■ ASSIGNMENT:
The records below are to be set down word for word, with every picture left out.

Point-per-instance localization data
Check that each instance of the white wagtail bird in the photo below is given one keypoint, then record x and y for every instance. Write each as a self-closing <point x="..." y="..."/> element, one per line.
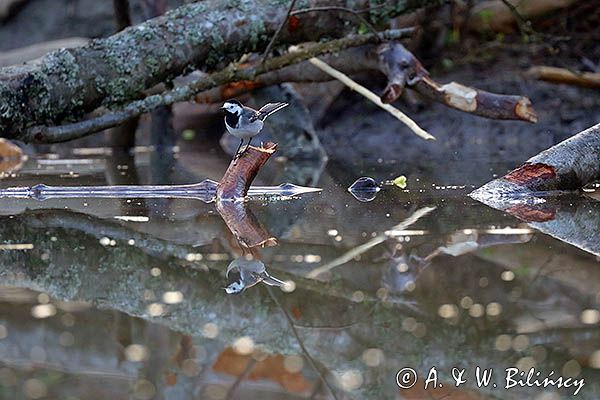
<point x="243" y="273"/>
<point x="244" y="122"/>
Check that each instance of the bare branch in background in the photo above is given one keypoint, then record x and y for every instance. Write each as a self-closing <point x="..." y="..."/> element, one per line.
<point x="403" y="68"/>
<point x="113" y="71"/>
<point x="417" y="130"/>
<point x="232" y="73"/>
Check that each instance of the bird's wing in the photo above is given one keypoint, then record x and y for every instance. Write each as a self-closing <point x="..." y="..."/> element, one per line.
<point x="272" y="281"/>
<point x="267" y="110"/>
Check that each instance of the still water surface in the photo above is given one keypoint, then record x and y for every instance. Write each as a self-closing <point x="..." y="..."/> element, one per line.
<point x="123" y="298"/>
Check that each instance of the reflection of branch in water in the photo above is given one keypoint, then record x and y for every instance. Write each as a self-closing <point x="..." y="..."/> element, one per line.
<point x="244" y="225"/>
<point x="393" y="232"/>
<point x="311" y="361"/>
<point x="468" y="241"/>
<point x="241" y="378"/>
<point x="204" y="191"/>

■ TASK RESULT:
Check that each instance of the white wagtail bird in the photo below is given one keypoint, then record x and y for every instance. Write each as a self-closing <point x="..." y="..."/> element, one per line.
<point x="243" y="273"/>
<point x="244" y="122"/>
Check that each instance of the bare branch in background in the photo above is given one keypoint, then record x and y for every instance. Write each as a self-closing <point x="..." y="..."/> element, one per line.
<point x="403" y="68"/>
<point x="113" y="71"/>
<point x="417" y="130"/>
<point x="232" y="73"/>
Check that each instance of the bird's wing in the photo above is given one keypoint, then record x and y for every instance. Write each as a self-closing <point x="..." y="..."/> element, one per line.
<point x="272" y="281"/>
<point x="267" y="110"/>
Check that each instance of the still water surface in the photo above is given one keypoint, then record x and y for every instance. Write each as a self-closing <point x="..." y="..."/> element, one per line.
<point x="123" y="298"/>
Check that each instance of the reflection of branch in water in the photo above is given one keypoint, then record x and y for every instance. Write each as a self-closing <point x="..." y="..."/> element, one per line.
<point x="244" y="225"/>
<point x="393" y="232"/>
<point x="311" y="361"/>
<point x="468" y="241"/>
<point x="241" y="378"/>
<point x="204" y="191"/>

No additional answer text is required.